_TASK TO COMPLETE_
Make an exact copy of the entries, and keep any pictures out of it.

Point placement records:
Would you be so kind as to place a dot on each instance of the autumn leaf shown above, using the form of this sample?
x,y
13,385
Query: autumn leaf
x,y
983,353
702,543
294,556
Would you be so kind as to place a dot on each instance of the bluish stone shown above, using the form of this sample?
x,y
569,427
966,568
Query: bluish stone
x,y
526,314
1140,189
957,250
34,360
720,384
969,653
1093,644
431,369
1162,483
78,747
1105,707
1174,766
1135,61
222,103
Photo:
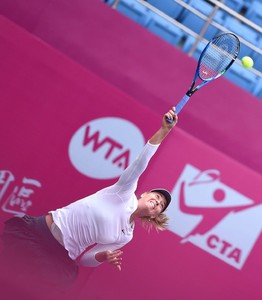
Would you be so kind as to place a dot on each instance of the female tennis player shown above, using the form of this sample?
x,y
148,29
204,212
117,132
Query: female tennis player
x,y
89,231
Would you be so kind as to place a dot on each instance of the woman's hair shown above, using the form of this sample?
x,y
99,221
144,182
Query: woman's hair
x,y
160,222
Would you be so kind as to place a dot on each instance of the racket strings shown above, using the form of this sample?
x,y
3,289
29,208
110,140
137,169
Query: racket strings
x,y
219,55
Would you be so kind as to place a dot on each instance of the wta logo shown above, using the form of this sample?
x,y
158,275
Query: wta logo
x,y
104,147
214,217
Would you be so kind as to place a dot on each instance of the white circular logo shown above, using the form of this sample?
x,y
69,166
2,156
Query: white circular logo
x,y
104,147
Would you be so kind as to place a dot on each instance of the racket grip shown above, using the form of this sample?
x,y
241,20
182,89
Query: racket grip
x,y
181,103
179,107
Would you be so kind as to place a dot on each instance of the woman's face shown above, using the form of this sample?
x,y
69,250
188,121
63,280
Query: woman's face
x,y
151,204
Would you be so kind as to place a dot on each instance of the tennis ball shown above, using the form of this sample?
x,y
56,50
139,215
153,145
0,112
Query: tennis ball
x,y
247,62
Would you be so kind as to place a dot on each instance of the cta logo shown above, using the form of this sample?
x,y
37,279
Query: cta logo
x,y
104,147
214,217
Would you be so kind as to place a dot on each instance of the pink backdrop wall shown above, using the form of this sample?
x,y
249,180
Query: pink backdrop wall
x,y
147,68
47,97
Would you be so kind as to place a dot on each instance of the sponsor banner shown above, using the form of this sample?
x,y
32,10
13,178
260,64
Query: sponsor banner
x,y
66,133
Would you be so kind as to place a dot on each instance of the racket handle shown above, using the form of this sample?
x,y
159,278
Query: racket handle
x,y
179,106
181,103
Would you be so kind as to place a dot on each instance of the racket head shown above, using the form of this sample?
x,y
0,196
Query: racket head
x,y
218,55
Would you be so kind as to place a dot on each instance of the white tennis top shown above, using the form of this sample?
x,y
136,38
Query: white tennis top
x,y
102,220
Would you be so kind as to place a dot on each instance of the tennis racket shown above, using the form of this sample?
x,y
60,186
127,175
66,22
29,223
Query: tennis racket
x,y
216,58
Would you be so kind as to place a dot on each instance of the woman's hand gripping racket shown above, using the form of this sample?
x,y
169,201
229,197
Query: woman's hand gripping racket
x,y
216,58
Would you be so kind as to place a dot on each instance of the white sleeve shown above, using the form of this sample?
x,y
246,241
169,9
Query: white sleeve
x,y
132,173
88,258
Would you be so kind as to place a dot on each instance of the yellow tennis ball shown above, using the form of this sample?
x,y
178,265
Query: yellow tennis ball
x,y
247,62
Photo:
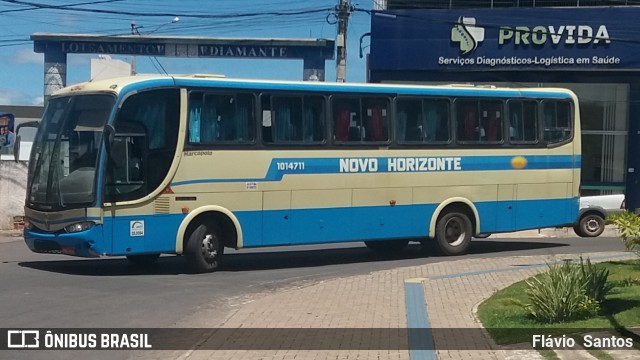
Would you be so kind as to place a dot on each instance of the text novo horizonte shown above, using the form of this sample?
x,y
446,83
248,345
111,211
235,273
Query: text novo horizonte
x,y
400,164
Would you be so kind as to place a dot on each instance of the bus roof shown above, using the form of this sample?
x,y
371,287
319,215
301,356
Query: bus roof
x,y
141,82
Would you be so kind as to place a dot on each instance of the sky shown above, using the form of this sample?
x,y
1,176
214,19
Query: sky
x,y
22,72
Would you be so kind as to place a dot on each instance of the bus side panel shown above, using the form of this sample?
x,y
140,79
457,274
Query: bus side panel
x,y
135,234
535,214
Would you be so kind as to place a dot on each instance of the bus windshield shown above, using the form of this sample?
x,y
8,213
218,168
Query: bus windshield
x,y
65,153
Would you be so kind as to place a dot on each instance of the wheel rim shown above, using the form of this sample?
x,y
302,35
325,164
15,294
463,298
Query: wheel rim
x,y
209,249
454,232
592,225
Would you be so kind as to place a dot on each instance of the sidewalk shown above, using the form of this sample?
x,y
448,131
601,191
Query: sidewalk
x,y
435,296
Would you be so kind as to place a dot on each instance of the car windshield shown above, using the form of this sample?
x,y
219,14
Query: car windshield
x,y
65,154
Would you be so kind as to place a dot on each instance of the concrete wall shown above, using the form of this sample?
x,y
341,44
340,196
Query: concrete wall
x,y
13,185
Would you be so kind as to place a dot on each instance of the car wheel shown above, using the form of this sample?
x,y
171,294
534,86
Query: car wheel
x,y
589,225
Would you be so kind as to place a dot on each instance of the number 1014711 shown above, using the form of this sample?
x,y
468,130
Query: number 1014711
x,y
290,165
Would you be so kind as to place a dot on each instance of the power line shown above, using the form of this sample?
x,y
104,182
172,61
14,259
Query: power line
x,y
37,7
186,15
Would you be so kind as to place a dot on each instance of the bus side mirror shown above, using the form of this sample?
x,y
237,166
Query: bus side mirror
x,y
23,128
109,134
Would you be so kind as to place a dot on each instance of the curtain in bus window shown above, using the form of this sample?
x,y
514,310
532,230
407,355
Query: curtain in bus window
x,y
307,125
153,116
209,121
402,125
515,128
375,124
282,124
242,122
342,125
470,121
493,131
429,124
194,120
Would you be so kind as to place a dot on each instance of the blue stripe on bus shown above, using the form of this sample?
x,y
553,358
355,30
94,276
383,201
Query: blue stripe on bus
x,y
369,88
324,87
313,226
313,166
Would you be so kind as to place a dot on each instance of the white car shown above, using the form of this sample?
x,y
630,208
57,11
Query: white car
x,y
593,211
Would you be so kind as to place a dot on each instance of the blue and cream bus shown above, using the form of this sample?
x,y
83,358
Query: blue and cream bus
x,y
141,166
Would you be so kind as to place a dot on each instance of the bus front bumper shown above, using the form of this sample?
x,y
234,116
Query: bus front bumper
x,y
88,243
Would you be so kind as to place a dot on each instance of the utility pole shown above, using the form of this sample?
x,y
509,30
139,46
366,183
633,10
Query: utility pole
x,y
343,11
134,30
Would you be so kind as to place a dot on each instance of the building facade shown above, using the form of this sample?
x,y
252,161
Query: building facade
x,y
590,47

_FULL OUTPUT_
Would you be so kind as to place a dot on each instance of the autumn leaf shown above, using the form of this sample?
x,y
13,385
Query: autumn leaf
x,y
983,353
702,543
294,556
Would you be so kind as to place a dot on each instance of the bluish stone shown above, using the form of this sample?
x,y
569,427
966,568
Query: bluish stone
x,y
526,314
1140,189
957,250
34,360
720,384
969,653
1093,644
431,369
1162,483
78,747
1105,707
1174,766
1135,61
222,103
Photo:
Would you be so kind as to place a dot on each instance of the female tennis player shown above, using the form of this sample?
x,y
148,29
204,212
117,132
Query: female tennis player
x,y
89,231
Would you be so kind as to place a dot on each instance of the woman's hair shown above, using the form of this sample?
x,y
99,221
144,182
Query: woman's hair
x,y
160,222
Would you be so kind as to place a dot on each instance of the racket strings shown above, using the form of this sample?
x,y
3,289
29,208
110,140
137,169
Query: racket strings
x,y
219,55
Would you be so kind as to place a dot on each instance of the wta logo shown above, using the form of this sample?
x,y
158,275
Query: wta logo
x,y
104,147
214,217
Would you be so kind as to place a dot on each instance of the white circular logo shown above, using the form of this sample?
x,y
69,166
2,156
Query: white circular logo
x,y
104,147
Would you be so kind as to place a dot on each instance of the racket grip shown above, using the form of this sample?
x,y
241,20
182,89
Query: racket grip
x,y
181,103
179,107
Would you be so kind as to place a dot on each instance of the woman's face shown above, using the form of this sample?
x,y
69,250
188,121
63,280
Query: woman's face
x,y
151,204
Would you be so kind as to place a dot on each instance of the tennis ball shown above, using the form of this sample?
x,y
56,50
139,215
153,145
0,112
Query: tennis ball
x,y
247,62
Would you be so kind as to place a dot on each instance of the cta logo shown above, using the form of this sample?
x,y
37,279
Query: cta logo
x,y
104,147
214,217
Would you be so kind as to place a dot on each instance of the pink backdrop wall shown above, using the form of this sample?
x,y
249,180
Query: pink backdrop wall
x,y
147,68
47,97
Would you be so kind as to place a dot on each instance of the sponsor banner shown above, using the form of this sample?
x,y
32,10
13,178
260,64
Query: sponsor banner
x,y
66,133
Would you be so kind as to place a dot on each instance of the racket handle shown above, using the form of this sample?
x,y
159,278
Query: racket handle
x,y
179,106
181,103
Would you be so kind as to place a dot on each instance of the racket head shown above, using the form of this sample?
x,y
0,196
Query: racket head
x,y
218,55
Would you be so kind as to place a dot on each instance of the white tennis top shown above, using the form of this sample?
x,y
136,38
Query: white tennis top
x,y
102,220
Would you be so kind as to place a dot on each instance of the tennis racket shown above, using the form of this sample?
x,y
60,186
127,175
66,22
29,223
Query: tennis racket
x,y
216,58
Would you be so kind as to place a dot on each instance of the woman's hand gripping racket shown above, using the form of this sample?
x,y
169,201
229,197
Query: woman's hand gripping racket
x,y
216,58
Would you be so kind as to place a dot on each instance of the white sleeve shown above, using the form of this sample?
x,y
246,241
169,9
Query: white sleeve
x,y
132,173
88,258
Would you be so kind as to place a dot on each instance of the yellow tennis ball shown above, using the form of this sample?
x,y
178,265
Query: yellow tennis ball
x,y
247,62
Photo:
Would you be so kind as to place a dot on each instance of the text novo horizonte shown above, using the form of this sample?
x,y
446,83
248,345
111,211
235,273
Query: text novo horizonte
x,y
400,164
Would you be so kind as to place a dot on each instance of the bus roof shown above, using the form of this sample?
x,y
371,287
319,215
301,356
Query: bus roof
x,y
141,82
Would you be so kind as to place a dot on each instance of the sky shown above, using the form of this sample?
x,y
1,176
214,19
Query: sky
x,y
22,72
Would you be so kind as to place a dot on each instance of the bus side panel shown above, using the form of this sample?
x,y
140,79
457,274
Query: bus side panel
x,y
135,234
535,214
Would you be so kind as to place a dot on each instance of the bus windshield shown above, using the form of this sample?
x,y
8,213
218,168
Query: bus windshield
x,y
65,153
Would you be so kind as to place a dot on each instance of the wheel rim shown above, using the form of this sample?
x,y
302,35
325,164
15,294
463,298
Query: wheel rim
x,y
209,249
454,232
592,225
Would you be so kind as to place a dot on each instance of the sidewalk shown above, using the form of this sample?
x,y
448,131
601,191
Query: sidewalk
x,y
435,296
Would you be so kind as to place a dot on each instance of the car windshield shown above, using the form of this sample?
x,y
219,14
Query: car windshield
x,y
65,154
Would you be so kind as to place a dot on each instance of the concrete wall shown above, using the form of this sample?
x,y
341,44
340,196
Query: concrete wall
x,y
13,185
Would you be so kind as to place a dot on each instance of the car wheel shown above, using the form of this sample?
x,y
171,294
534,86
Query: car wheel
x,y
589,225
Would you be so kind as to place a dot on each instance of the number 1014711 shown above, using the form of this sample?
x,y
468,130
Query: number 1014711
x,y
290,165
Would you be so kind as to place a dot on each instance of the power line shown above, using the form of this sample?
x,y
104,182
172,61
14,259
Query: power line
x,y
37,7
186,15
Would you be so kind as to place a dot on each instance of the bus side mirror shown above, using the form of this sample?
x,y
237,166
Query: bus side mirror
x,y
23,128
109,134
Would you be so kind as to place a dot on each instance of the curtain in bus window shown above, using the form of this sample?
x,y
514,310
532,230
407,355
Query: curtain in bus window
x,y
307,125
153,116
209,121
402,125
515,128
375,124
282,124
242,122
342,125
470,121
493,131
429,124
194,120
Would you be so kind as to place a dot on each instance of the blue stripe on bus shown above, using the form of this sample?
x,y
553,358
355,30
94,276
383,201
Query: blue stripe on bus
x,y
369,88
324,87
313,226
313,166
Would you be so kind as to place a dot on each instance of the white car shown above, using the form of this sample?
x,y
630,208
57,11
Query: white car
x,y
593,211
Would you be so kind as to place a dot on each instance of the blue and cream bus shown above, using the form of this sample?
x,y
83,358
Query: blue and cream bus
x,y
141,166
Would you be so kind as to place a dot on each instance of the bus front bumper shown above, using the form of this sample?
x,y
234,116
Query: bus front bumper
x,y
88,243
Would you be so kind as to place a dot on each instance of the utility pole shown above, using the form of this sample?
x,y
509,30
139,46
366,183
633,10
Query: utility pole
x,y
343,11
134,30
Would you be so kind as to place a dot on each instance of the building facade shown above, using the form of this sample?
x,y
252,161
Query: building facade
x,y
590,47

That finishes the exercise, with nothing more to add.